SOURCE TEXT |

━━━━━━━━━━━━━━━━

Alcohol and drug use exists on a spectrum that traverses from social, experimental or short-term use that does not cause harm to chronic, dependent abuse of substances that has potential to cause serious and damaging consequences.
An addiction does not form overnight. It is the result of a prolonged process or progression of repeated and growing dependence and overuse that gradually changes how an individual views their alcohol or drug use, along with the demonstrated changes to behavior, habits and conduct.
Loved ones and those in close daily contact are in the best position to gauge changes in behaviors, physical attributes and attitudes that are a result of someone who has shifted into increasingly dangerous zones because of substance abuse that might require intervention or treatment. Addiction is a disease that can be treated, and recognizing the warning signs or red flags can make all the difference in helping a loved one receive the help they need.

━━━━━━━━━━━━━━━━

RECORD EXCERPTS |
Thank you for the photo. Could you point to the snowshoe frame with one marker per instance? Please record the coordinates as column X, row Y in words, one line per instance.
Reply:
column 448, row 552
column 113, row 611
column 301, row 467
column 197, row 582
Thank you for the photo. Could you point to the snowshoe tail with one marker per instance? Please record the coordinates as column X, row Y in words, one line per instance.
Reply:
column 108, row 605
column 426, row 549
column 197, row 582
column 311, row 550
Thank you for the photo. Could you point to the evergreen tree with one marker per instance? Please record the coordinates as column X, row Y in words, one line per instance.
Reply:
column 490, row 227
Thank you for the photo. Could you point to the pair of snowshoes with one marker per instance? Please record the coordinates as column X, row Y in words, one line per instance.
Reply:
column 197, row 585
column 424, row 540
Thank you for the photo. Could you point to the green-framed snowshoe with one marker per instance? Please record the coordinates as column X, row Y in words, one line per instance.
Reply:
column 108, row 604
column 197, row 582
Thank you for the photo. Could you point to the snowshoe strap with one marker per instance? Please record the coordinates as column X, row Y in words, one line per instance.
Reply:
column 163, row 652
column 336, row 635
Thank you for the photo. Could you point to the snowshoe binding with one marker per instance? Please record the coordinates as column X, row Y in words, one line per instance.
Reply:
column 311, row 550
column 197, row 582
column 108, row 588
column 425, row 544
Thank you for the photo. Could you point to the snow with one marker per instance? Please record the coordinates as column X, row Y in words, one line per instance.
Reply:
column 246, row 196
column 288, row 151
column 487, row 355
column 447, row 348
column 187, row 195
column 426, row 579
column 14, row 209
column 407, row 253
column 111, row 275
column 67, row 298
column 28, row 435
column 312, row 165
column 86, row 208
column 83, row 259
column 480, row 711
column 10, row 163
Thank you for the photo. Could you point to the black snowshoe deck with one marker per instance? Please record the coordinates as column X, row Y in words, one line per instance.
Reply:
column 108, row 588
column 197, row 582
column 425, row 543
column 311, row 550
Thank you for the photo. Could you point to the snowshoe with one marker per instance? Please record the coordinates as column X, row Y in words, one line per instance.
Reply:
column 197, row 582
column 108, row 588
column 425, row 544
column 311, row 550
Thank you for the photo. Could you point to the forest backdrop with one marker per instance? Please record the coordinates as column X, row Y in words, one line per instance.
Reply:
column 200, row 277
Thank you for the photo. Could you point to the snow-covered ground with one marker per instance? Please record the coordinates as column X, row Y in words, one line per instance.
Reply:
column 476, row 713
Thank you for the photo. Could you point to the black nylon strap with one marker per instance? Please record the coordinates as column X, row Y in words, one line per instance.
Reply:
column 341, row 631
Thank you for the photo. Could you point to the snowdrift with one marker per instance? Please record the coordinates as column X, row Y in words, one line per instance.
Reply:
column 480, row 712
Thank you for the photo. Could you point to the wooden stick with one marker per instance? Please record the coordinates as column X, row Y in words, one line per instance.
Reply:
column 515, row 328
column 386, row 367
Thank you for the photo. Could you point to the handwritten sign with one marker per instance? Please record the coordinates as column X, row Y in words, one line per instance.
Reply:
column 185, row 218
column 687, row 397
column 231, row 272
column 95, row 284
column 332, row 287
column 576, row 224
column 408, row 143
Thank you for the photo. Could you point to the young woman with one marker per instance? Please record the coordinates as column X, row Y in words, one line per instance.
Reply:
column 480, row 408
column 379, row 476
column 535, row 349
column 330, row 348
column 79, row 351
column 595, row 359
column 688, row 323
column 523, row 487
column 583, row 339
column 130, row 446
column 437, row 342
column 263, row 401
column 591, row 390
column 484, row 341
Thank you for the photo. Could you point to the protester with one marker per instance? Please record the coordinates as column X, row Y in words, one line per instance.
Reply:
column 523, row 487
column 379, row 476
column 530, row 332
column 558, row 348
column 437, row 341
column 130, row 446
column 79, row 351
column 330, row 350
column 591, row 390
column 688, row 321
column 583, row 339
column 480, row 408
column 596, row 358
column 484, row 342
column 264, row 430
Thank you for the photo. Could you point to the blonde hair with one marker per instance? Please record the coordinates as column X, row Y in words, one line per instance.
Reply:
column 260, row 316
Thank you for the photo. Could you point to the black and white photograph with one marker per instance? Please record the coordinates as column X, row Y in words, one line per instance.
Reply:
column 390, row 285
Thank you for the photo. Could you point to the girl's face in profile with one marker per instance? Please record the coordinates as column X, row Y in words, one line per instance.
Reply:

━━━━━━━━━━━━━━━━

WHAT YOU NEED TO DO |
1. Answer these questions from the addiction passage.
(a) Does an addiction form overnight, according to the passage?
(b) Who does the passage say is in the best position to gauge changes in behaviors, physical attributes and attitudes?
(c) What does the passage say can be done about addiction as a disease?
2. Transcribe the stretch of the addiction passage from "An addiction does" through "habits and conduct.".
3. Pick up the addiction passage after its last sentence and continue it.

ANSWERS |
1.
(a) No. It is the result of a prolonged process or progression of repeated and growing dependence and overuse.
(b) Loved ones and those in close daily contact.
(c) It can be treated.

2.
An addiction does not form overnight. It is the result of a prolonged process or progression of repeated and growing dependence and overuse that gradually changes how an individual views their alcohol or drug use, along with the demonstrated changes to behavior, habits and conduct.

3.
- Consuming more alcohol to achieve desired sense of euphoria or relief of stress
- Increase in taking more medication to relieve pain or deal with anxiety
- Mood swings
- Unexplained change in personality or attitude
- Sleeping patterns
- Irritability, depression, anxiety
- Eating habits
- Lack of motivation
- Marked or unexplained changes in appearance
- Sudden weight loss or gain
- Inertia or dullness
- Poor hygiene
- Bloodshot or glassy eyes
- Frequent bouts of nausea, vomiting, flu-type symptoms
- Shakes or tremors
- Increased fighting or problems at work
- Loss of interest in family or friends
- Isolation or distancing behavior
- Changes to group and individual relationships that foster alcohol and drug use
- Avoiding familiar and close friends to diminish or hide substance use
- Lack of participation in hobbies or activities once enjoyed by the individual
- Increased debt
- Loss of income from work
- Additional legal or healthcare fees associated with substance use
- Stealing money
- Driving under the influence
- Frequenting unsafe places
Many of these warning signs are commonly linked, and the degree of intensity may vary depending on how long alcohol or drug dependence has been taking place. If you recognize that your loved one is no longer able to control consumption or is experiencing increased negative behavioral, physical or social problems, it may be time to research treatment options to discuss and explore with your family member or close friend.
You may encounter resistance, but initiating dialogue may well open the door to solutions that bring relief and remedy for a loved one’s issue with substance use disorder.